Ketika Sayyidah Aisyah Ra bermaksud bertemu Rasulullah SAW dirumah beliau dan menjumpai beliau disana. Siti Aisyah dibuat heran dengan perilaku Rasulullah SAW yang tak seperti biasanya, dimana Nabi Muhammad hanya berkata tentang ucapan salam dan bertanya tentang bagaimana kabar Aisyah. Merasa bahwa ada yang aneh dari geliat Nabi Muhammad SAW maka Siti Aisyah Ra pun minta izin kepada Nabi untuk pulang kembali ke rumah Ayahnya Abu Bakar, dimana Siti Aisyah bermaksud hendak menayakan kebenaran terkait tuduhan zina bersama Saffan yang menimpa padanya.
Sesampainya dirumah Ayahnya Abu Bakar, Siti Aisyah pun menanyakan pada beliau terkait kebenaran adanya kabar terkait tuduhan tersebut. Sayyidina Abu Bakar Ra pun menjelaskan pada Siti Aisyah selengkap-lengkapnya terkait kabar tuduhan tersebut. Mendengar cerita dari ayahanda Siti Aisyah pun menangis dan meneteskan air mata.
***
Disisi lain Nabi Muhammad SAW meminta pertimbangan pada dua sahabat beliau “Ali Bin Abi Thalib Ra” dan “Usama Bin Zaid” terkait keputusan untuk menceraikan Siti Aisyah atas dasar kabar perzinaannya dengan Saffan. Hal ini dikarenakan sejak munculnya kabar berita perzinaan Siti Aisyah, wahyu tidak lagi turun kepada Nabi Muhammad SAW tak seperti biasanya. Usama Bin Zaid pun mengebalikan keputusan tersebut kepada Nabi untuk menceraikan atau tetap mempertahankan ikatan, “terserah engkau wahai Rasul” Kata Usama, sedangkan Ali Bin Abi Thalib memberikan pertimbangan “Semoga memang baik-baik saja, Wanita bukan hanya Siti Aisyah wahai Rasulullah” (Ucapan Ali Bin Abi Thalib inilah yang pada akhirnya berdampak pada sedikit rusaknya keharmonisan antara beliau dengan Siti Aisyah yang pada puncaknya terjadinya Perang Jamal pada masa kepemimpinan beliau sebagai Khalifah).
++++++++++
* Tujuan Anda *
Kutip kata demi kata bagian dari kisah tuduhan terhadap Siti Aisyah, mulai "Ketika Sayyidah Aisyah" sampai "yang menimpa padanya.".
++++++++++
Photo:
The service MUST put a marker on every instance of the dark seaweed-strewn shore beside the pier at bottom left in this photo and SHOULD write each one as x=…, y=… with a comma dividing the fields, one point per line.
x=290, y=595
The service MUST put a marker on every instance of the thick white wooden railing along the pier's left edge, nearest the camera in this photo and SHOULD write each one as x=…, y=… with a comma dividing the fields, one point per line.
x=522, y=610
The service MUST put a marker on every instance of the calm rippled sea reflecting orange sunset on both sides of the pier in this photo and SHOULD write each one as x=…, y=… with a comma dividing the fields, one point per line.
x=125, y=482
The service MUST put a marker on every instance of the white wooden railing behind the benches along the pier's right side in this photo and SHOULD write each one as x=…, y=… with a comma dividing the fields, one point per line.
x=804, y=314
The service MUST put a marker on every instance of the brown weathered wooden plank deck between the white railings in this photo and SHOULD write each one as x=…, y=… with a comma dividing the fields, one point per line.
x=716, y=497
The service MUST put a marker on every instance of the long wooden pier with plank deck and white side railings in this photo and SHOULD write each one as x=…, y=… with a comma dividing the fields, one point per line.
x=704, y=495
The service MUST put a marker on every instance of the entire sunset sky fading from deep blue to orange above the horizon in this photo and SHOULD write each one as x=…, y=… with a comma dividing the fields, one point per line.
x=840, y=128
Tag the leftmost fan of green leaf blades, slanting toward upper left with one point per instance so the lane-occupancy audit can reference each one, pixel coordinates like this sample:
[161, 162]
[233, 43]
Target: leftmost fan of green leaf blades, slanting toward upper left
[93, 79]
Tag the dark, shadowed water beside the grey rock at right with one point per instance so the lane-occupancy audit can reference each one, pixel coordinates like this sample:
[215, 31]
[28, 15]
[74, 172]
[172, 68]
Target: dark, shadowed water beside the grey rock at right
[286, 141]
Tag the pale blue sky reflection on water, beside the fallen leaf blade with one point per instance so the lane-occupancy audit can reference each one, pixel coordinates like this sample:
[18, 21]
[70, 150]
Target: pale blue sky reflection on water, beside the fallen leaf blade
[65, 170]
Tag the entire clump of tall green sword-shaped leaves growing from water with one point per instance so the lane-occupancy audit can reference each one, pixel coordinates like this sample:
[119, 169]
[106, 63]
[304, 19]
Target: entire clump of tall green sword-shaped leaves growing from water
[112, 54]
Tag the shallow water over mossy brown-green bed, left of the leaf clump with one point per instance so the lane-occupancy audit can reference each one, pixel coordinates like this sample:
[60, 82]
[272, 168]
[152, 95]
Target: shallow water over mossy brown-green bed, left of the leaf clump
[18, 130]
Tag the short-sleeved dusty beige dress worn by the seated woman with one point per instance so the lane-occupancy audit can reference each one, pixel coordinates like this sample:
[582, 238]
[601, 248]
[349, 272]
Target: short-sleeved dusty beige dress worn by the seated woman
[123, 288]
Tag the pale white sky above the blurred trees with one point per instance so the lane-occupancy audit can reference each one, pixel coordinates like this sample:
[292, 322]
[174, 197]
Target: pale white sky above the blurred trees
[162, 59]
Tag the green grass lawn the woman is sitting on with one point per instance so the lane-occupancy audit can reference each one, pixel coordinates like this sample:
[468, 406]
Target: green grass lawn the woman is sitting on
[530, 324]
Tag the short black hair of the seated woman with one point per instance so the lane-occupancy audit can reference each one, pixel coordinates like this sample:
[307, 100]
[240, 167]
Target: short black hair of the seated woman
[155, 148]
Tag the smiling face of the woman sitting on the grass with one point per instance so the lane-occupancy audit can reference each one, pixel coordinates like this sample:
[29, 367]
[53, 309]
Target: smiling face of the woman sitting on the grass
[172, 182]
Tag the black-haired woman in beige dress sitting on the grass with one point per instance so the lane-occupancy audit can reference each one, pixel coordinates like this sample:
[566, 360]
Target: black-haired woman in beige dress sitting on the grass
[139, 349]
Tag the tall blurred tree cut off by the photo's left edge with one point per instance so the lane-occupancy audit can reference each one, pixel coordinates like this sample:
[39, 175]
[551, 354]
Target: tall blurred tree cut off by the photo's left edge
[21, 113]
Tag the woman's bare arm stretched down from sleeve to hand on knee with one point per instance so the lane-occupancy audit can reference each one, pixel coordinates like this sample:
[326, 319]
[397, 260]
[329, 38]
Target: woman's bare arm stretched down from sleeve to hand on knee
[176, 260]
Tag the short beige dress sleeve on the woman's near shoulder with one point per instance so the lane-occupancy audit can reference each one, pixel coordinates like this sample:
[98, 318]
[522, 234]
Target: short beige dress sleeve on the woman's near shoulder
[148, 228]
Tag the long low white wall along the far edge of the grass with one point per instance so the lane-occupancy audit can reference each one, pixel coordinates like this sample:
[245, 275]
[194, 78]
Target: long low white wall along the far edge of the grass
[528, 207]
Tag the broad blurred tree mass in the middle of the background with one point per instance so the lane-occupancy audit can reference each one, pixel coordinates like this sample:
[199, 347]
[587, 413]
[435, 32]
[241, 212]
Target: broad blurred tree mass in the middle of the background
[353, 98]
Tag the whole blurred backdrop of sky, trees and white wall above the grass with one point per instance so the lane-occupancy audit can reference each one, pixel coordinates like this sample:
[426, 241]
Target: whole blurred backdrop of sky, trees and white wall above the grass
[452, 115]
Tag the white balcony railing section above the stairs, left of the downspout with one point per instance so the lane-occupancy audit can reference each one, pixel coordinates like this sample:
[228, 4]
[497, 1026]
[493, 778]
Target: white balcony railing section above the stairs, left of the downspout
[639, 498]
++++++++++
* Hasil Tugas *
Ketika Sayyidah Aisyah Ra bermaksud bertemu Rasulullah SAW dirumah beliau dan menjumpai beliau disana. Siti Aisyah dibuat heran dengan perilaku Rasulullah SAW yang tak seperti biasanya, dimana Nabi Muhammad hanya berkata tentang ucapan salam dan bertanya tentang bagaimana kabar Aisyah. Merasa bahwa ada yang aneh dari geliat Nabi Muhammad SAW maka Siti Aisyah Ra pun minta izin kepada Nabi untuk pulang kembali ke rumah Ayahnya Abu Bakar, dimana Siti Aisyah bermaksud hendak menayakan kebenaran terkait tuduhan zina bersama Saffan yang menimpa padanya.